• [TEXTO PROPORCIONADO]
————————

Paladar 89 - La canción sin fin
Un reproductor de CDs. Dos cajas que llegan desde Buenos Aires. Una colonia musical. Una foto de los Beatles. La música, un newsletter, la política.
El disco gira y yo vuelvo a quedar hipnotizado como la primera vez. Gira y se oye primero una vibración, como si algo se acomodara dentro del aparato, y después sí, ahora sí, empieza a sonar lo que esperamos.
Love, love me do, you know I love you –cantan los Beatles.
Margarita está a un costado, ella eligió el disco. No parece llamarle la atención, aunque está contenta. ¿Contenta porque por fin vamos a escuchar los CDs que tengo guardados desde hace una década o feliz porque su papá está feliz?

————————

• [SEGMENTO DE DATOS]
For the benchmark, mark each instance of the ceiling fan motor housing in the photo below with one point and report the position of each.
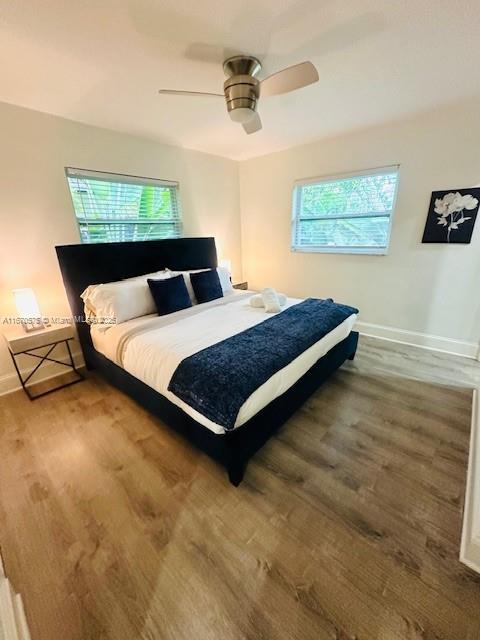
(241, 89)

————————

• [TAREAS PENDIENTES]
1. Indica si cada afirmación coincide con el texto y cita las palabras que lo deciden: (a) Margarita eligió el disco. (b) Los CDs llevan guardados un año. (c) Antes de que empiece la música se oye una vibración.
2. Transcribe literalmente el fragmento del texto que va desde "Margarita está a" hasta "papá está feliz?", incluido este último.

• [RESPUESTAS POR TAREA]
1. (a) Sí: «ella eligió el disco». (b) No: «los CDs que tengo guardados desde hace una década». (c) Sí: «se oye primero una vibración».

2.
Margarita está a un costado, ella eligió el disco. No parece llamarle la atención, aunque está contenta. ¿Contenta porque por fin vamos a escuchar los CDs que tengo guardados desde hace una década o feliz porque su papá está feliz?